=== SUPPLIED DATA ===

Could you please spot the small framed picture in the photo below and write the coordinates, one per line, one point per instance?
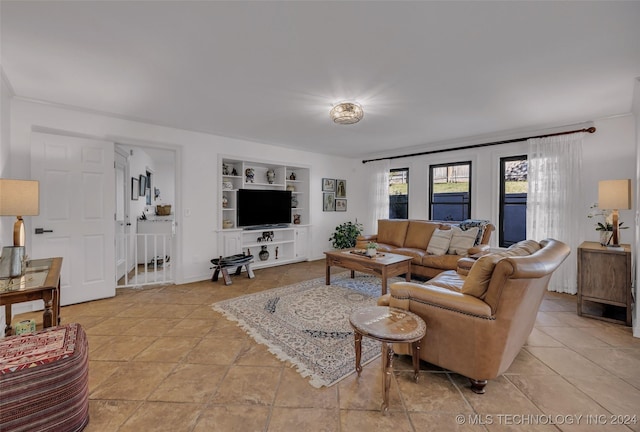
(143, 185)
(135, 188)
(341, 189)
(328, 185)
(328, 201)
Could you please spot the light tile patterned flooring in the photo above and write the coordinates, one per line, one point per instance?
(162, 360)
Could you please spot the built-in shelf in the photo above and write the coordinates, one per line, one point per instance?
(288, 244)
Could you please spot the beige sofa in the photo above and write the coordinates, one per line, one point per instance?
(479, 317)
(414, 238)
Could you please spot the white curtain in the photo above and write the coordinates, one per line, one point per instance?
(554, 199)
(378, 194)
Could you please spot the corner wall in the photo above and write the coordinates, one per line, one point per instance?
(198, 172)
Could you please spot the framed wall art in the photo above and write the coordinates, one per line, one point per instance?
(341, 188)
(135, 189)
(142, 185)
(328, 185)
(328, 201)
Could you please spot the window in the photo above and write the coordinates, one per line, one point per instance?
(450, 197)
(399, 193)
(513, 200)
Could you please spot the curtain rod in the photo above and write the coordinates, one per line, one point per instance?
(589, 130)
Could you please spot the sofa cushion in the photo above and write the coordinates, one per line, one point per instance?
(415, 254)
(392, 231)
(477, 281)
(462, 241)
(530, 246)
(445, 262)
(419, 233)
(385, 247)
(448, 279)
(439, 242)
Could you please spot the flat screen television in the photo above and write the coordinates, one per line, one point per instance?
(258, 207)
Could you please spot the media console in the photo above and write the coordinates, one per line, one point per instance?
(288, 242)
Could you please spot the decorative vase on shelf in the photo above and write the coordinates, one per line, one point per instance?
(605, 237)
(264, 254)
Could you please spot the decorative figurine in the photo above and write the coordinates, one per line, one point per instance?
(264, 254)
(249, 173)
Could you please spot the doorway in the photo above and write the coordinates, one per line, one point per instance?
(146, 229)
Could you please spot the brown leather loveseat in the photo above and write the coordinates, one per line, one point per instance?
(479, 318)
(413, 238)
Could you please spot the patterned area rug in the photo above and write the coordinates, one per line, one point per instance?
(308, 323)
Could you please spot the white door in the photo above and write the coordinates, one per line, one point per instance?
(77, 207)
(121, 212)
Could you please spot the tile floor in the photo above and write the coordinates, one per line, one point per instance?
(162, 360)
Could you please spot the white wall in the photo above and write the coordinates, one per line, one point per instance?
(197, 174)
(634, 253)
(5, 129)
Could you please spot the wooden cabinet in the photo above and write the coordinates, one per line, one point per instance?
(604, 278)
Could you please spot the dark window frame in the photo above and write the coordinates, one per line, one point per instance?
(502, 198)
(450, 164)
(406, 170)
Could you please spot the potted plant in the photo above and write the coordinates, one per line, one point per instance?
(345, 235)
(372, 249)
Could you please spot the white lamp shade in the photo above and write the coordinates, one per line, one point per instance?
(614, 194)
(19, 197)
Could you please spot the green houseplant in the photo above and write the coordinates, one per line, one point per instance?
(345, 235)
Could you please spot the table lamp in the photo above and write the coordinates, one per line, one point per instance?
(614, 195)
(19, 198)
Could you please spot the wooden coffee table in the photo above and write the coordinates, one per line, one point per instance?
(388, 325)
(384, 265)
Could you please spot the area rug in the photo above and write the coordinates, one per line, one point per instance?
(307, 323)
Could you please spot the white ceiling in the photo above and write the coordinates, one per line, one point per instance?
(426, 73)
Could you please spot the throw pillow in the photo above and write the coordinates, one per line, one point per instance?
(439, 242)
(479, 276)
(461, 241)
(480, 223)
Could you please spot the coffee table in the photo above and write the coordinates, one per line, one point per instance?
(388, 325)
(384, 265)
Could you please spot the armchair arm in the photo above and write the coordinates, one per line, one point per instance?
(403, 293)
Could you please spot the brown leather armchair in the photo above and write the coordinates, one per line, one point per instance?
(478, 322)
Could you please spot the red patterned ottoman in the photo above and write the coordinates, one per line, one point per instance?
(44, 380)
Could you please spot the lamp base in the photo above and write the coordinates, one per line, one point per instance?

===

WHAT NEEDS TO BE DONE: Reproduce all of the data exactly; the pictures do not belong in the copy.

FINISHED TASK:
Could you please spot the small framed picture in the photo below and write the coordinates, one per line, one point per instance?
(143, 185)
(135, 188)
(341, 189)
(328, 185)
(328, 201)
Could you please spot the light tile patterned flooring in the photo above and write the coordinates, one per line, one point per instance?
(162, 360)
Could you please spot the built-in shelf in the photo above and write the coordinates, one per line, one point per instance?
(288, 244)
Could you please spot the beige sofa in the photo above and write the coordinates, one per line, one point per instance?
(479, 317)
(414, 238)
Could you please spot the white curtain in the photo above and write the coordinates, one per line, one point per instance?
(554, 199)
(378, 194)
Could you please spot the corner wall in the photo above and write the coordinates, one per line, one point per instance?
(198, 172)
Could you please spot the framed wall art in the photo above and write the coordinates, one per line, one point per instance?
(341, 188)
(135, 189)
(142, 185)
(328, 185)
(328, 201)
Could you please spot the window in the photo above and write the coordinates, one per line, one point per instance?
(450, 197)
(399, 193)
(513, 200)
Could you please spot the curtain rod in the photo above and write the coordinates, one per line, one point per instance?
(589, 130)
Could you please spot the sofa cushion in the photo above and write the coordinates, one per line, one point per instance?
(415, 254)
(392, 231)
(477, 281)
(462, 241)
(530, 246)
(445, 262)
(419, 233)
(385, 247)
(448, 279)
(439, 242)
Could you please spot the flat screen television in the photo above and write the coordinates, one per line, one point per instance?
(258, 207)
Could you please spot the media console in the photo above and write the coordinates, one per line, one point per instance?
(288, 242)
Could you please spot the decorative vase on shelf in the photo above and write the coordinates, one per line, one point per instance?
(605, 237)
(264, 254)
Could you please spot the decorative figurine in the photo above and write the coordinates, one per line, one point per instance?
(264, 254)
(249, 173)
Could you please spot the doorway in the photo above and write the coordinates, one per line, one point per instance?
(146, 229)
Could you please spot the brown leather loveseat in the photo above and write the coordinates, one per line, one point per instance?
(479, 318)
(413, 238)
Could you please spot the patterned area rug in the photo above and write the coordinates, one per line, one point per instance?
(308, 323)
Could you please spot the white door in the photo above and write the coordinates, one per line, one point per instance?
(77, 207)
(121, 212)
Could you please spot the tile floor in the photo above and write the coordinates, one per line, one point per instance?
(162, 360)
Could you please spot the white wall in the photo above and write the coordinates, one per line, one point per instance?
(197, 174)
(634, 253)
(5, 129)
Could you please spot the wooden cabinet in the photo above and write the coordinates, one per line, one point per instance?
(604, 278)
Could you please spot the dark window frame in the photo above and write the coordinates, one per line, one point per instance?
(502, 198)
(450, 164)
(406, 170)
Could you please spot the potted plant in the photo above and write the coordinates, one per line, one point per instance?
(345, 235)
(372, 249)
Could you please spot the white lamp shade in the photo above and write the coordinates, one per line, one point per instance?
(614, 194)
(19, 197)
Could you please spot the green houseplant in the photo above and write the coordinates, one per line, one point per instance?
(345, 235)
Could you please spot the table lamp in the photo above and write the coordinates, one per line, one point per instance?
(614, 195)
(19, 198)
Could you please spot the wooden coffee table in the photo above and write the coordinates, one per line, one point per instance?
(388, 325)
(384, 265)
Could you please spot the area rug in the photo above and write the coordinates, one per line, one point per instance?
(307, 323)
Could you please spot the white ceiling in the photo above and write the coordinates, one per line, one point per instance?
(426, 73)
Could you please spot the throw pillow in the photo above and write the coordinates, one per line, one point per instance?
(439, 242)
(479, 276)
(461, 241)
(480, 223)
Could you please spot the coffee table in the photo above and write the coordinates, one per line, one point per instance?
(388, 325)
(384, 265)
Could you please spot the armchair arm in the photo above and write the coordinates, one per line, one point per instance?
(403, 293)
Could you please spot the brown leather armchair in the photo above and write the coordinates, one per line, one point per instance?
(478, 322)
Could you please spot the red patterned ottoman in the photo above and write the coordinates, one per line, one point per instance?
(44, 380)
Could you please spot the lamp base in the photo above and write the coordinates, one per line, one point per instance?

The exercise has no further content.